# EXTRACT:
I was searching Bioconductor for a peptide to protein group assembly function (i.e protein inference). The problem and my favorite solution are nicely described in Figure 1 of Zhang et al. IDPicker paper (https://www.ncbi.nlm.nih.gov/pubmed/17676885):
What are your suggestions?
Kind regards, Daniel
My investigation so far
I looked at
MSnID::infer_parsimonious_accessions(). Here, no grouping of equivalent proteins/peptides occurs (Step B in the figure). Internally the
which.max() call will pick only the first of equal scoring protein accesions, where the order is depending on the input. Ideally, I would like to keep this equally good information.

# RECORDS SHOWN:
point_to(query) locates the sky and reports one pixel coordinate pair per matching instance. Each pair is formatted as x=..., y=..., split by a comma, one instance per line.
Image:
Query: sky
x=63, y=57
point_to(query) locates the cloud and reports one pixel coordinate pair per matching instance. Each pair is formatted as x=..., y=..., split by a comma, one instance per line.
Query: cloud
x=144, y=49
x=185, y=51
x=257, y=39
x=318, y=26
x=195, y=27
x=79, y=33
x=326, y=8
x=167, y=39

# EXERCISES TO COMPLETE:
• a. Write out everything in the protein inference post from "I was searching" down to "equally good information.".
• b. Continue the protein inference post from the point where it stops.

# EXERCISE RESULTS:
• a.
I was searching Bioconductor for a peptide to protein group assembly function (i.e protein inference). The problem and my favorite solution are nicely described in Figure 1 of Zhang et al. IDPicker paper (https://www.ncbi.nlm.nih.gov/pubmed/17676885):
What are your suggestions?
Kind regards, Daniel
My investigation so far
I looked at
MSnID::infer_parsimonious_accessions(). Here, no grouping of equivalent proteins/peptides occurs (Step B in the figure). Internally the
which.max() call will pick only the first of equal scoring protein accesions, where the order is depending on the input. Ideally, I would like to keep this equally good information.

• b.
In the example from the figure (step D, middle cluster) the following difference would occur:
- MSnID::inferparsimoniousaccessions gets 2 protein groups "pro4,9" with "pep2;pep10" and "pro6" with "pep6"
- IDpicker gets 1 protein group: "pro4,9;pro6" with 3 peptides: "pep2;pep6;pep10"
- To decide on the order within a protein group more information from the measurement is needed and should not be part of this question.
- For later, i.e. after step D in the figure, intensity aggregation by protein group the MSnbase::combineFeatures() functions seems to be a good way.